[[ Available data open ]]
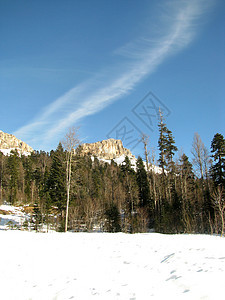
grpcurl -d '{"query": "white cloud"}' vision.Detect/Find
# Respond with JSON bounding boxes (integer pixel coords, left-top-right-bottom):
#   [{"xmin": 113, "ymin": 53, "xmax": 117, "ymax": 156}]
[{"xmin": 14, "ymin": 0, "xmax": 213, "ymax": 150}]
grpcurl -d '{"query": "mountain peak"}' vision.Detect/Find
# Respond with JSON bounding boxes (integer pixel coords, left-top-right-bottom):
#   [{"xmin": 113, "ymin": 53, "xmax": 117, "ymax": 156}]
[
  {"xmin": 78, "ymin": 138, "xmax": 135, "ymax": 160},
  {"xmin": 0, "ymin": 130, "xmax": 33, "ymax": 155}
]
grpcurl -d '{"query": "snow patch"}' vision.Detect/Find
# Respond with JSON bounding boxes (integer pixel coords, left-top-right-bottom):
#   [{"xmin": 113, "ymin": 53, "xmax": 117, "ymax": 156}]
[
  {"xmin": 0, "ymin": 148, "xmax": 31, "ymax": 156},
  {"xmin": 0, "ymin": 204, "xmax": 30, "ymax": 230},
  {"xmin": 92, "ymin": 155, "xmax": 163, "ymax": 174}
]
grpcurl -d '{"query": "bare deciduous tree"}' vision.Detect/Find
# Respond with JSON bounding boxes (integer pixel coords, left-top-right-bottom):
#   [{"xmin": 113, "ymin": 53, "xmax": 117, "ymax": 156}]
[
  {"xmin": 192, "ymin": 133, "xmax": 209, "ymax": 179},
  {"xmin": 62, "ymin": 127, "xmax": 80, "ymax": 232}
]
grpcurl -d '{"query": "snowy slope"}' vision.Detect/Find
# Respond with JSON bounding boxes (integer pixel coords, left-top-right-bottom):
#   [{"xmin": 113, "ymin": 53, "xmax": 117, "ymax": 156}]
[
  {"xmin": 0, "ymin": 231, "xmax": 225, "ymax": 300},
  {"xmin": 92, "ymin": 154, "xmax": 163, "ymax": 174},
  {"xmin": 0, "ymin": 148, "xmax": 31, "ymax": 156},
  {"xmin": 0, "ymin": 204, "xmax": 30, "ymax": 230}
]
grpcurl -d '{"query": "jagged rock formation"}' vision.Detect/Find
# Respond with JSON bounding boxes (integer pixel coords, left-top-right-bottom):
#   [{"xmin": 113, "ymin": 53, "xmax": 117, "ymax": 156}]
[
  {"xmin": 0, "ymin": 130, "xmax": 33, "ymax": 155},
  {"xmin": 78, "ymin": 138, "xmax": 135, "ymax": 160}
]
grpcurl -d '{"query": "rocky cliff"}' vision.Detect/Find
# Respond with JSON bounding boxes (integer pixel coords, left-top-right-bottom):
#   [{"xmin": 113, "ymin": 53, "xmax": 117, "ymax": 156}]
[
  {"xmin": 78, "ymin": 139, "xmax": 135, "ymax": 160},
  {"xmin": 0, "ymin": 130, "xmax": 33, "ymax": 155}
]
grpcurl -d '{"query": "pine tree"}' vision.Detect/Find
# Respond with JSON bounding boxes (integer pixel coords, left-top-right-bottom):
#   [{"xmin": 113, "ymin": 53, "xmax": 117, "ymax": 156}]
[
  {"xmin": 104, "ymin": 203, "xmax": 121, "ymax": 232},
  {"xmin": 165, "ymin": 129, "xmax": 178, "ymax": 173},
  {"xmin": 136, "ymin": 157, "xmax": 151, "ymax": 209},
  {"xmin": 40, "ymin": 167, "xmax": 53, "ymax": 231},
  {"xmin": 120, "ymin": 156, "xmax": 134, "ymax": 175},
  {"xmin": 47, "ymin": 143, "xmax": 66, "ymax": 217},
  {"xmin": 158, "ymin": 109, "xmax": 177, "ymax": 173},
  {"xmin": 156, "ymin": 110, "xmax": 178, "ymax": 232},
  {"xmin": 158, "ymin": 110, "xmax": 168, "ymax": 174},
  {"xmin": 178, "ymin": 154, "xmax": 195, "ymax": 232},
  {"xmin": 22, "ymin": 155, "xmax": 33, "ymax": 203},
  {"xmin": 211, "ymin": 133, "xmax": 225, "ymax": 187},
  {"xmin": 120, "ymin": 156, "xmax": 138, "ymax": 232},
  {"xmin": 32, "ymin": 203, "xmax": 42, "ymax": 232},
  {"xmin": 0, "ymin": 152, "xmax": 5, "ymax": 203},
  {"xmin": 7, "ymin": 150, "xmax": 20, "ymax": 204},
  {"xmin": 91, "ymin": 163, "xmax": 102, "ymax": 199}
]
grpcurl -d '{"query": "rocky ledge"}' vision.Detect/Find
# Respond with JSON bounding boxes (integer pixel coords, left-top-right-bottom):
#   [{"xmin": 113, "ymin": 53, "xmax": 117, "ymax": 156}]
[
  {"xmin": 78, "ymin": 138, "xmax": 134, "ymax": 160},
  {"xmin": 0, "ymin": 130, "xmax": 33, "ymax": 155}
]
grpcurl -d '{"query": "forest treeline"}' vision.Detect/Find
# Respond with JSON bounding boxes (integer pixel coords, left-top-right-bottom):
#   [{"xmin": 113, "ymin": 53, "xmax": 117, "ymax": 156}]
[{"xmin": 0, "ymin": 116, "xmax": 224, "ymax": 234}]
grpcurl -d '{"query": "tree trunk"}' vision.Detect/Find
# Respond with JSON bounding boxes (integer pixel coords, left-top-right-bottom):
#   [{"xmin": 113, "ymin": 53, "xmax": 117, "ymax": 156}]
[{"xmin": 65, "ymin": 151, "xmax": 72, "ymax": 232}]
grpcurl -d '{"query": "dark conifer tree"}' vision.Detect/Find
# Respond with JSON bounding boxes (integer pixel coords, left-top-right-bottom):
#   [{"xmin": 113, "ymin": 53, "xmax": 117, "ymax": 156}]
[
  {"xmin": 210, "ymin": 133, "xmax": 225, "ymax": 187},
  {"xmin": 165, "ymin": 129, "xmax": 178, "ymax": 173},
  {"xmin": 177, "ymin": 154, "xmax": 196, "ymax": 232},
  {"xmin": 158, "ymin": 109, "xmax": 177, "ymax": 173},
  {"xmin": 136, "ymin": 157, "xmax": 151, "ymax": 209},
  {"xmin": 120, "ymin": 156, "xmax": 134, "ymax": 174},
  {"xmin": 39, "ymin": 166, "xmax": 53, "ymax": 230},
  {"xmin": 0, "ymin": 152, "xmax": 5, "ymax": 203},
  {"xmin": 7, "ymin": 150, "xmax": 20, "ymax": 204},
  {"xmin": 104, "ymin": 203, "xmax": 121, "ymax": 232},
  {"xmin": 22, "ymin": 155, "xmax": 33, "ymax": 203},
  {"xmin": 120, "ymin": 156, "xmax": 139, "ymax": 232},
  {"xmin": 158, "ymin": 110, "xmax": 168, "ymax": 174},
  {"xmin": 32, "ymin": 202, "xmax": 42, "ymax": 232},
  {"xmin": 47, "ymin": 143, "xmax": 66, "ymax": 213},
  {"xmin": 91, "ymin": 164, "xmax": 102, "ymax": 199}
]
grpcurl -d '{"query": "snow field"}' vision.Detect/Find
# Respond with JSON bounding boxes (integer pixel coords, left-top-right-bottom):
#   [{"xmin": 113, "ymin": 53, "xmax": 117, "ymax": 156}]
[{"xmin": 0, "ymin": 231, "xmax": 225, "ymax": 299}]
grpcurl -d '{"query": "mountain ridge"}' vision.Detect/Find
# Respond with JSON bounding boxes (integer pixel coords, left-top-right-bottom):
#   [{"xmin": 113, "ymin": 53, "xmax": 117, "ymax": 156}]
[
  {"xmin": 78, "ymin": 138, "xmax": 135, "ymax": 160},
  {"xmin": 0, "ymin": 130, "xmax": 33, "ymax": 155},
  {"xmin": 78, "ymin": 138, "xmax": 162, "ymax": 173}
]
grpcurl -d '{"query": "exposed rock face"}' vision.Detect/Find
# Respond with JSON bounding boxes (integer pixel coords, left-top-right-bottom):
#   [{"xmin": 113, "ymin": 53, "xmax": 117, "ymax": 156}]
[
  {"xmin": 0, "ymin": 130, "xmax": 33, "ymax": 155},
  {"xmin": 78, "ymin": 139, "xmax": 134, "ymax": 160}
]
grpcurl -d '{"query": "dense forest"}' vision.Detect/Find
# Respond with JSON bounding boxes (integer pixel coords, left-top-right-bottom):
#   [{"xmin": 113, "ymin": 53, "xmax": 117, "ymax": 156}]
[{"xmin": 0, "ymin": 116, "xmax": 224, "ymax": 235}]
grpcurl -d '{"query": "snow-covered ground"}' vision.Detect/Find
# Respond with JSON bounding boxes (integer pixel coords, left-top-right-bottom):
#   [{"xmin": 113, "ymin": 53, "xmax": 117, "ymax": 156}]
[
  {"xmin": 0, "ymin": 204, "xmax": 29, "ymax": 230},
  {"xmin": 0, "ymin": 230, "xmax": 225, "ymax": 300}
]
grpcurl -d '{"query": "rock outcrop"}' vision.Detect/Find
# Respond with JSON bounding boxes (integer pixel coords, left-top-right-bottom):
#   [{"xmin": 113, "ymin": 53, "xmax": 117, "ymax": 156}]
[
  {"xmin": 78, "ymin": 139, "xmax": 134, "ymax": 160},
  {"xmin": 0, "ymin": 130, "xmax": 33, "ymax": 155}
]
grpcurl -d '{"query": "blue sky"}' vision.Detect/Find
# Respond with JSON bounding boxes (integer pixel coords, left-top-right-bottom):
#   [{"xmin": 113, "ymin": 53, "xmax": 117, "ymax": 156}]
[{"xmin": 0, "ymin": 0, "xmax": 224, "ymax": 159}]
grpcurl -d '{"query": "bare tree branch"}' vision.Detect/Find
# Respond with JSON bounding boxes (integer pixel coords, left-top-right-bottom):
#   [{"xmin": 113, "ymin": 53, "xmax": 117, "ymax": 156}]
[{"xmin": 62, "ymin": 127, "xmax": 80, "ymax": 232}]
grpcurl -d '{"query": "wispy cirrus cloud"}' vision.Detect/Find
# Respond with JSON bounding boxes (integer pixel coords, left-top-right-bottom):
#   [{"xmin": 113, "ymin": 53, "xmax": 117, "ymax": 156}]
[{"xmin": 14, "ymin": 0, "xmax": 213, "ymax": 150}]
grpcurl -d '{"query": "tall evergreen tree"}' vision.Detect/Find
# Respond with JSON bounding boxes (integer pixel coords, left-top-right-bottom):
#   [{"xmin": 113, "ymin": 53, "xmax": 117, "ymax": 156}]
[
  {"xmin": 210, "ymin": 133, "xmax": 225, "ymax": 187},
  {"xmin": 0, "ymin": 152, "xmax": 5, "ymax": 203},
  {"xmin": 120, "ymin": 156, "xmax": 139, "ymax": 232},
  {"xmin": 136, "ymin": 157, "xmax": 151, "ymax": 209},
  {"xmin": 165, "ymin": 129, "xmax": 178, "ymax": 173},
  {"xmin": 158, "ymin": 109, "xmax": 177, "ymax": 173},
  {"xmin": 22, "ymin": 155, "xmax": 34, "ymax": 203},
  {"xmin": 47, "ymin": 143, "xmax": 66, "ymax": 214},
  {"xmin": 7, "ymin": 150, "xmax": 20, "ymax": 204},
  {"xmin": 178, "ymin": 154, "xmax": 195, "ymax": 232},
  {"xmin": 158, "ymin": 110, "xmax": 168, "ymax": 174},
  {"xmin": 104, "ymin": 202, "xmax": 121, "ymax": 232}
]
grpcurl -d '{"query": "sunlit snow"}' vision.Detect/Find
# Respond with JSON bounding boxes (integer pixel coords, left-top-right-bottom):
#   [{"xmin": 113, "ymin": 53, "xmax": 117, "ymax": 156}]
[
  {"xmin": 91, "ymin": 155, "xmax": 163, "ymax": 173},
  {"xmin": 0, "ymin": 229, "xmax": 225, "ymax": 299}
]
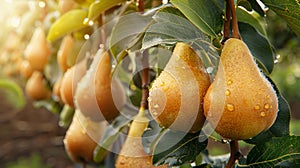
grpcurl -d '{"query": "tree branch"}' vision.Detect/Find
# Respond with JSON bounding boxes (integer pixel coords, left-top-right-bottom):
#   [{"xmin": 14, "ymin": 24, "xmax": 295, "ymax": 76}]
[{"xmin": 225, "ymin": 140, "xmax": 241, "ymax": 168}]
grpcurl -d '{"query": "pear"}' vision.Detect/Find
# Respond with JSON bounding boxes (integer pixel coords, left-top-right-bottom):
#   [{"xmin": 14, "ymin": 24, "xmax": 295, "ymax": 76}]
[[ Available data closed ]]
[[ Available data open ]]
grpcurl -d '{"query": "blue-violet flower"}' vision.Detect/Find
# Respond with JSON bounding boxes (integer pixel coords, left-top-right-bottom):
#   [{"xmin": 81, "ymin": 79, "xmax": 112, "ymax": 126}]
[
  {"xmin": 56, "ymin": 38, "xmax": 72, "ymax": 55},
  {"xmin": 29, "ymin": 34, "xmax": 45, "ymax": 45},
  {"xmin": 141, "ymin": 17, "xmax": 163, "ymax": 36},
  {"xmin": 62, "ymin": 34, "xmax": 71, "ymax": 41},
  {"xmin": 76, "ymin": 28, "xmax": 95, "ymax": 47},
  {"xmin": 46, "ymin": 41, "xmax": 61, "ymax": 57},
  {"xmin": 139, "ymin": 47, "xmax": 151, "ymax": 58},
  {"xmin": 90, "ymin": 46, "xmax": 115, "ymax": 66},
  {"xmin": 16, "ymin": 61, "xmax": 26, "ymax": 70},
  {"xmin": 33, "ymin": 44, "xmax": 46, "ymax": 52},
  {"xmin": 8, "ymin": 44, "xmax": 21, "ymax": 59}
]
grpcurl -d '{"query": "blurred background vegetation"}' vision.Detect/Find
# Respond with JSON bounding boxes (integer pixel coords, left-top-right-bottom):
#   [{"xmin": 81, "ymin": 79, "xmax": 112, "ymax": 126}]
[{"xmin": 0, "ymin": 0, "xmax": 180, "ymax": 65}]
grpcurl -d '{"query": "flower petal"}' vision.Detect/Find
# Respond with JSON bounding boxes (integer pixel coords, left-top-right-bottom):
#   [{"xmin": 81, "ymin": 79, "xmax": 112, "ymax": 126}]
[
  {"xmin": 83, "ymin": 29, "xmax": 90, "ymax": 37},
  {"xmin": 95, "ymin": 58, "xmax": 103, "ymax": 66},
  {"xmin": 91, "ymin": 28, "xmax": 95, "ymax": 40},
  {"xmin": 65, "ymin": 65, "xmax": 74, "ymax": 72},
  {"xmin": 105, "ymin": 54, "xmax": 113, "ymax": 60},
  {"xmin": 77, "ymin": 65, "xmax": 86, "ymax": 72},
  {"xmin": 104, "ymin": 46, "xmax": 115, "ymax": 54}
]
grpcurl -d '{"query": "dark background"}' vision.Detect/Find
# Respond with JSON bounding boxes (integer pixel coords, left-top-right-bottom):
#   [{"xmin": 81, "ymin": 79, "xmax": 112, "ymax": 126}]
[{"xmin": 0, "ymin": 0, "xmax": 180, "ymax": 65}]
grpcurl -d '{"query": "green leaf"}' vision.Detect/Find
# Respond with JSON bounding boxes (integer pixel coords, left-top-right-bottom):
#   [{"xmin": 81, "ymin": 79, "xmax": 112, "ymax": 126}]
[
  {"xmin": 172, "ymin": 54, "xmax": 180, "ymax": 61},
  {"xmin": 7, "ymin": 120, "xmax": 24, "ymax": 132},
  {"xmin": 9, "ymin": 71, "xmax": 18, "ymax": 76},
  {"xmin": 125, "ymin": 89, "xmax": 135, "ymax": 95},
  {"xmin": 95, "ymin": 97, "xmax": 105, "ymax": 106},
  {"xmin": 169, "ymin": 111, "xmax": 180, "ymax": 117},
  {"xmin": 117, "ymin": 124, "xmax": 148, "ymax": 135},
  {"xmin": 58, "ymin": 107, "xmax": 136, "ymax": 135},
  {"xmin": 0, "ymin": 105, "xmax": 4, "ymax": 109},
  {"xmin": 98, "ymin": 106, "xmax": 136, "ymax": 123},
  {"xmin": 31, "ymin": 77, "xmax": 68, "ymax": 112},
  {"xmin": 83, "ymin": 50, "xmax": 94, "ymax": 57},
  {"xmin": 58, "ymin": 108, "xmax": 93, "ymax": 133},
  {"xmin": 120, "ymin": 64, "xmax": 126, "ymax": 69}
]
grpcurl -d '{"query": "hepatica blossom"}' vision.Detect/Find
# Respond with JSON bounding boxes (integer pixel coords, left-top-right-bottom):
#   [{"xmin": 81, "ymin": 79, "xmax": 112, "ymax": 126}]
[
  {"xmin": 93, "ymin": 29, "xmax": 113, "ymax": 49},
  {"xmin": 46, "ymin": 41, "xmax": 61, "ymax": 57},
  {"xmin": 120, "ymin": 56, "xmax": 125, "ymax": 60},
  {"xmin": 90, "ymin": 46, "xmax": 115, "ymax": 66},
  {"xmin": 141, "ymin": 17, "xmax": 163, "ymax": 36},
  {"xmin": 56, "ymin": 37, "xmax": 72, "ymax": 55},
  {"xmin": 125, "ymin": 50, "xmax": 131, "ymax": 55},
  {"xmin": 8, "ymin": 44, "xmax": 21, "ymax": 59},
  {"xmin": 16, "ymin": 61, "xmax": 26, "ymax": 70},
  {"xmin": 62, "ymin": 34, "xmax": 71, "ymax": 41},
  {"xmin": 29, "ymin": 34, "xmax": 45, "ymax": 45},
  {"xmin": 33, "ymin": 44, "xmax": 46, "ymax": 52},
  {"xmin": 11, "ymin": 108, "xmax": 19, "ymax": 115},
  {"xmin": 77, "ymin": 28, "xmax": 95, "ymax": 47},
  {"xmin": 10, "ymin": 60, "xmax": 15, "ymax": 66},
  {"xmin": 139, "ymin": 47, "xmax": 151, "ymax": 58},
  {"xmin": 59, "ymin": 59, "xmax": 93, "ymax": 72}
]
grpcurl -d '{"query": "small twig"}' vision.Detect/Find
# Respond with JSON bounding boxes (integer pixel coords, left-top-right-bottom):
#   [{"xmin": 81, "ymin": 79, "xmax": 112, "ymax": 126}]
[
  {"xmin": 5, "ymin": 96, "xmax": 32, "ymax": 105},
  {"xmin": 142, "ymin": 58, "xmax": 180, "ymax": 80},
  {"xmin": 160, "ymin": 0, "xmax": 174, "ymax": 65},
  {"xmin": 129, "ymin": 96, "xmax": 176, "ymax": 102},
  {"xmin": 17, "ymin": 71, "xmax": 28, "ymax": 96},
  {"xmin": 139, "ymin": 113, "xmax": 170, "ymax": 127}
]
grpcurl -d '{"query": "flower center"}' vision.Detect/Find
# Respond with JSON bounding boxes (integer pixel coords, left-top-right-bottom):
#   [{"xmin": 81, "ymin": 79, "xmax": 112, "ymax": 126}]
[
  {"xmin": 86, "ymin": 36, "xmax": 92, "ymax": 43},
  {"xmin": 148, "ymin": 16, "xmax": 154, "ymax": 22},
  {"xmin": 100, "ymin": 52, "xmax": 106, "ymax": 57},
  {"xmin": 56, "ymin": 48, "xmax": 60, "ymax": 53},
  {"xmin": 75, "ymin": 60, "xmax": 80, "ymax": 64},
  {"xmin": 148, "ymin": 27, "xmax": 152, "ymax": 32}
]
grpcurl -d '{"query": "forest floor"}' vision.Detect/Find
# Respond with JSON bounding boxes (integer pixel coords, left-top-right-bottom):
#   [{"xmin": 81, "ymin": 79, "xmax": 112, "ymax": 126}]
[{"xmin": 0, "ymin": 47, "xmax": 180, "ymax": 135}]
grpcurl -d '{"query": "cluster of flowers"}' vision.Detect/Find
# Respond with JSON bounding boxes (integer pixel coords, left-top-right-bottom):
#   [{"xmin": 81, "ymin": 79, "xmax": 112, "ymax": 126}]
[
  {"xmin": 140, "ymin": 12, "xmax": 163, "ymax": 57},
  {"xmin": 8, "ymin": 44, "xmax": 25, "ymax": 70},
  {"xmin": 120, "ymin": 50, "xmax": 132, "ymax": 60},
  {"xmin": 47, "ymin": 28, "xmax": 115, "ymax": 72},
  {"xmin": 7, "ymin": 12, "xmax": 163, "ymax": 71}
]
[[ Available data closed ]]
* Aim of the task *
The lines you need are those with the word "rocky"; list them from the entries.

* Solution for this problem *
grpcurl -d '{"query": "rocky cliff"}' vision.Detect/Find
grpcurl -d '{"query": "rocky ledge"}' vision.Detect/Find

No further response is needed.